Selected extract:
----------------------------------------
Stepping through Code

Stepping lets you trace the path of your program, and zero in on the code that is crashing or returning invalid input.
  • l
  • l 50
  • l myfunction
    • Lists 10 lines of source code for current line (l), a specific line (l 50), or for a function (l myfunction).
  • next
    • Runs the program until next line, then pauses. If the current line is a function, it executes the entire function, then pauses. next is good for walking through your code quickly.
  • step
    • Runs the next instruction, not line. If the current instruction is setting a variable, it is the same as next. If it’s a function, it will jump into the function, execute the first statement, then pause. step is good for diving into the details of your code.
  • finish
    • Finishes executing the current function, then pause (also called step out). Useful if you accidentally stepped into a function.

Breakpoints or Watchpoints

Breakpoints play an important role in debugging. They pause (break) a program when it reaches a certain point. You can examine and change variables and resume execution. This is helpful when some input failure occurs, or inputs are to be tested.
  • break 45
  • break myfunction
    • Sets a breakpoint at line 45, or at myfunction. The program will pause when it reaches the breakpoint.
----------------------------------------
Data provided:

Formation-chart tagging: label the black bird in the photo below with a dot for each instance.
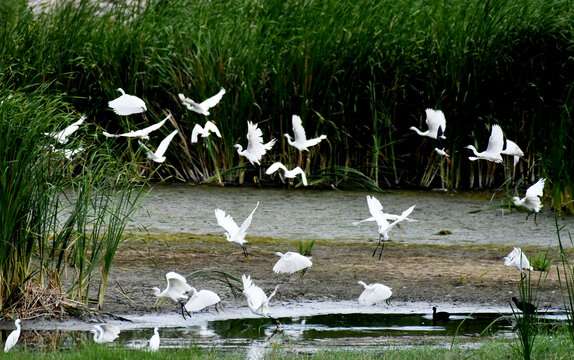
----------------------------------------
Task brief:
Pick up the debugging commands guide above where it stops, continuing in the same format.

Task output:
  • watch x == 3
    • Sets a watchpoint, which pauses the program when a condition changes (when x == 3 changes). Watchpoints are great for certain inputs (myPtr != NULL) without having to break on every function call.
  • continue
    • Resumes execution after being paused by a breakpoint/watchpoint. The program will continue until it hits the next breakpoint/watchpoint.
  • delete N
    • Deletes breakpoint N (breakpoints are numbered when created).

Setting Variables

Viewing and changing variables at runtime is a critical part of debugging. Try providing invalid inputs to functions or running other test cases to find the root cause of problems. Typically, you will view/set variables when the program is paused.
  • print x
    • Prints current value of variable x. Being able to use the original variable names is why the (-g) flag is needed; programs compiled regularly have this information removed.
  • set x = 3
  • set x = y
    • Sets x to a set value (3) or to another variable (y)
  • call myfunction()
  • call myotherfunction(x)
  • call strlen(mystring)
    • Calls user-defined or system functions. This is extremely useful, but beware of calling buggy functions.
  • display x
    • Constantly displays the value of variable x, which is shown after every step or pause. Useful if you are constantly checking for a certain value.
  • undisplay x
    • Removes the constant display of a variable displayed by display command.

Backtrace and Changing Frames

A stack is a list of the current function calls - it shows you where you are in the program. A frame stores the details of a single function call, such as the arguments.
  • bt
    • Backtraces or prints the current function stack to show where you are in the current program. If main calls function a(), which calls b(), which calls c(), the backtrace is
  • c <= current location 
    b 
    a 
    main 
    
  • up
  • down
    • Move to the next frame up or down in the function stack. If you are in c, you can move to b or a to examine local variables.
  • return
    • Returns from current function.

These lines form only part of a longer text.